◆ **Task statement**:
Reproduce the list of insults word for word, everything from "You make people" down to "ever love you.".

◆ **Source extract**:
· · · · · · ·
You’re going to be a horrible husband.

You’d make a horrible father.

Your children will hate you.

If you ever get married, your wife will leave you.

You’re an asshole.

You’re a troll.

You have zero qualities that anyone would want to share.

You’re not “christ-like”.

Jesus hates you.

You have nothing to offer anyone.

You’re a joke.

You’re disgusting.

You’re the ugliest man alive.

Why don’t you do the world a favor and die already?

You’re so horrible that hell is too good for you.

You make people miserable.

You’re a coward.

You’re so dumb.

You’re so unattractive.

You’re not a man.

I don’t hate you, I loathe you.

No one will ever love you.

You’ll never amount to anything.

The world would be a better place if you were never born.

You’re an ignorant ass.

No woman will ever want you back.

No woman will ever want you, period.
· · · · · · ·
◆ **Supplied data**:
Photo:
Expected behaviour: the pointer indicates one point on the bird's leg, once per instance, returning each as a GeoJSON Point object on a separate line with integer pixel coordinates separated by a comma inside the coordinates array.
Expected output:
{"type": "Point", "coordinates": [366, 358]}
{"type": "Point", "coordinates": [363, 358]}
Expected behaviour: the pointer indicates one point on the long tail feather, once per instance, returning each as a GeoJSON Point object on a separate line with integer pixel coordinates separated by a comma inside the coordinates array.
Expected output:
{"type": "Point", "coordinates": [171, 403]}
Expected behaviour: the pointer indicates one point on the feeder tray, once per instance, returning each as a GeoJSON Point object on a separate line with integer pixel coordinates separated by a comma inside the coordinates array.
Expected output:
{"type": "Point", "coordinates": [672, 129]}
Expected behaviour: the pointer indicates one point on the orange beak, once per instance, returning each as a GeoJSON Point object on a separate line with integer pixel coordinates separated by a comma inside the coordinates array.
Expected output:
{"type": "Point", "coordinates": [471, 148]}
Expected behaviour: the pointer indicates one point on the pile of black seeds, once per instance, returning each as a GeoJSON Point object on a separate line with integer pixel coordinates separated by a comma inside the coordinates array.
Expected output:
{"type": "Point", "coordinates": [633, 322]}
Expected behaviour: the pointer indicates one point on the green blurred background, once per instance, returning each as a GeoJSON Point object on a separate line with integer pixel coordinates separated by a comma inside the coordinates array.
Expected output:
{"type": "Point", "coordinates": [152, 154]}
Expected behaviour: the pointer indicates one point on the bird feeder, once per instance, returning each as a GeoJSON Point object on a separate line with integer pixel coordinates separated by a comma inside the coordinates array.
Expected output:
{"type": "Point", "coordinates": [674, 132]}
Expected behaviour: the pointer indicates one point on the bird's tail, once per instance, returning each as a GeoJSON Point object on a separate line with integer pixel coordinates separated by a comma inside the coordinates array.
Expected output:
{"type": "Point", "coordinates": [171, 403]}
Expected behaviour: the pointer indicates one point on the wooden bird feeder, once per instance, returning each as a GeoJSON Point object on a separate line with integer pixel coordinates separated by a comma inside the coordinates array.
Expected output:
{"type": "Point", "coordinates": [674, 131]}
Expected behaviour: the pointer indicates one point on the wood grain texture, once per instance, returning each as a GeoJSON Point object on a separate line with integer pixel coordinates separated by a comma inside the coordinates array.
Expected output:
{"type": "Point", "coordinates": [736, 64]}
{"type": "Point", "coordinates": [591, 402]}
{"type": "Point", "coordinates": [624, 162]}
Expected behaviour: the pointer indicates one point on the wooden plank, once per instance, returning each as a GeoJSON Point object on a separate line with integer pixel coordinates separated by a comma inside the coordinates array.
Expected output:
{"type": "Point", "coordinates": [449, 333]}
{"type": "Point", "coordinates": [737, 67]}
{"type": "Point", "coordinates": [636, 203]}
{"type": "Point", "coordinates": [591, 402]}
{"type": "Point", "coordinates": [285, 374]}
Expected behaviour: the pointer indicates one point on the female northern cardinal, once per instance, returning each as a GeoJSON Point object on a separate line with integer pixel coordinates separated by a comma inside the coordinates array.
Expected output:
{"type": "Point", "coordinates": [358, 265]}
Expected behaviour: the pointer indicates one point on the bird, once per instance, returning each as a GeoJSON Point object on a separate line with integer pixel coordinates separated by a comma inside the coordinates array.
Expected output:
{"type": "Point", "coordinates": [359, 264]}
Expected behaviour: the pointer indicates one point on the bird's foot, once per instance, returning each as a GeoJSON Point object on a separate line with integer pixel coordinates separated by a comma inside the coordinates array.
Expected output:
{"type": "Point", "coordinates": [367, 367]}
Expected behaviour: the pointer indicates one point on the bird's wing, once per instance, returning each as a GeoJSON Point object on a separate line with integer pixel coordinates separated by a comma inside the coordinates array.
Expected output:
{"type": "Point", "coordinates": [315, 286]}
· · · · · · ·
◆ **Written solution**:
You make people miserable.

You’re a coward.

You’re so dumb.

You’re so unattractive.

You’re not a man.

I don’t hate you, I loathe you.

No one will ever love you.